— BEGIN LISTED ENTRIES —

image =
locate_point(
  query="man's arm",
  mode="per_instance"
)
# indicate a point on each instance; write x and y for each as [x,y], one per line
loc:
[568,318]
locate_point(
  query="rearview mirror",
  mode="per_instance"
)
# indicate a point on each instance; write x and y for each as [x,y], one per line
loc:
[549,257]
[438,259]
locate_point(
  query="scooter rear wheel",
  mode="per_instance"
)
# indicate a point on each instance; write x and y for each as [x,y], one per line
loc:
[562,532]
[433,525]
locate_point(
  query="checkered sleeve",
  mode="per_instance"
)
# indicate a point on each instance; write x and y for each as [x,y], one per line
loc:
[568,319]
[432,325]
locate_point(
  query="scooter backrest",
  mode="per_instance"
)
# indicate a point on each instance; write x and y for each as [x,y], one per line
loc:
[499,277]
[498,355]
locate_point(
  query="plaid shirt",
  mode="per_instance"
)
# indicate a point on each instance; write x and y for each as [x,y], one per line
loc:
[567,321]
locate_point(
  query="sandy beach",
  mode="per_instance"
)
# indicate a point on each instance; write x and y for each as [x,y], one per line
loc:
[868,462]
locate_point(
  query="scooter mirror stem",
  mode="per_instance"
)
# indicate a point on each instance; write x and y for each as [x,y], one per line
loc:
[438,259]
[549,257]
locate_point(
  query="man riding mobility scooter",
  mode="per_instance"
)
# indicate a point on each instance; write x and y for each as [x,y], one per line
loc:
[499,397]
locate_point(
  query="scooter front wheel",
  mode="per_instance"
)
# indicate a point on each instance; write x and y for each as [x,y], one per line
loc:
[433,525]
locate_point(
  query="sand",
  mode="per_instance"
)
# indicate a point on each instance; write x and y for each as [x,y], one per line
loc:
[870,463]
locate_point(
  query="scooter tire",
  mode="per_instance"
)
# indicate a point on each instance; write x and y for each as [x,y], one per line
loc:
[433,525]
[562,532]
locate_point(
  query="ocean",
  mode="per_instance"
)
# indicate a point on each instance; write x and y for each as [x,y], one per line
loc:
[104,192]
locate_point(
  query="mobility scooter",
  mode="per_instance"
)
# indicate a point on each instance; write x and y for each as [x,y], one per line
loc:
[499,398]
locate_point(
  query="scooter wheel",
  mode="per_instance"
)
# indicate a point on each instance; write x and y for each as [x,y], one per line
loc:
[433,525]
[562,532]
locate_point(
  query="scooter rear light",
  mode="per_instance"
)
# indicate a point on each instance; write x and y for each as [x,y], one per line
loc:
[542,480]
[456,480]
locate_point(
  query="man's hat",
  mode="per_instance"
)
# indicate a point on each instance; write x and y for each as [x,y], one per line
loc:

— END LISTED ENTRIES —

**PROBLEM TO WORK ON**:
Reproduce the listing in full. Keep it exactly as written.

**COMPLETED EXERCISE**:
image =
locate_point(
  query="man's arm",
  mode="per_instance"
)
# indicate a point on each instance; write x and y for each as [x,y], one per line
loc:
[568,318]
locate_point(
  query="rearview mirror",
  mode="per_instance"
)
# indicate a point on each instance; write x and y for each as [x,y], one per line
loc:
[549,257]
[438,259]
locate_point(
  query="scooter rear wheel",
  mode="per_instance"
)
# indicate a point on each instance; write x and y for each as [x,y], one per line
loc:
[562,532]
[433,525]
locate_point(
  query="checkered sleeve",
  mode="per_instance"
)
# indicate a point on each instance; write x and y for each as [x,y], one per line
loc:
[568,319]
[432,325]
locate_point(
  query="scooter backrest",
  mode="per_instance"
)
# indicate a point on each instance; write x and y for each as [x,y], one per line
loc:
[499,277]
[498,355]
locate_point(
  query="plaid shirt",
  mode="per_instance"
)
# indicate a point on each instance; write x and y for each as [x,y], one per line
loc:
[567,321]
locate_point(
  query="sandy beach",
  mode="per_instance"
)
# indicate a point on each instance; write x and y for each as [x,y], one per line
loc:
[868,462]
locate_point(
  query="scooter mirror stem",
  mode="per_instance"
)
# indicate a point on each instance; write x and y for each as [x,y], one per line
loc:
[438,259]
[549,257]
locate_point(
  query="man riding mobility scooter",
  mode="per_instance"
)
# indicate a point on each instance; write x and y for each as [x,y], one per line
loc:
[499,397]
locate_point(
  query="scooter front wheel",
  mode="per_instance"
)
# indicate a point on each instance; write x and y for each as [x,y], one per line
loc:
[433,525]
locate_point(
  query="sand",
  mode="per_instance"
)
# indicate a point on each instance; write x and y for each as [x,y], one per line
loc:
[870,463]
locate_point(
  query="scooter tire",
  mode="per_instance"
)
# indicate a point on each instance; write x and y for each as [x,y], one per line
loc:
[433,525]
[562,532]
locate_point(
  query="ocean",
  mode="per_instance"
)
# indicate a point on each instance; write x and y for each as [x,y], one per line
loc:
[104,192]
locate_point(
  query="mobility scooter",
  mode="per_instance"
)
# indicate a point on each instance; write x and y for each as [x,y], one per line
loc:
[499,398]
locate_point(
  query="scooter wheel",
  mode="per_instance"
)
# indicate a point on each instance; write x and y for each as [x,y], one per line
loc:
[433,525]
[562,532]
locate_point(
  query="scooter rear light",
  mode="per_instance"
)
# indicate a point on each instance; write x and y for each as [x,y], one per line
loc:
[542,480]
[456,480]
locate_point(
  query="man's hat",
  mode="per_instance"
)
# indicate a point on each instance; write x and y for each as [x,y], one per line
loc:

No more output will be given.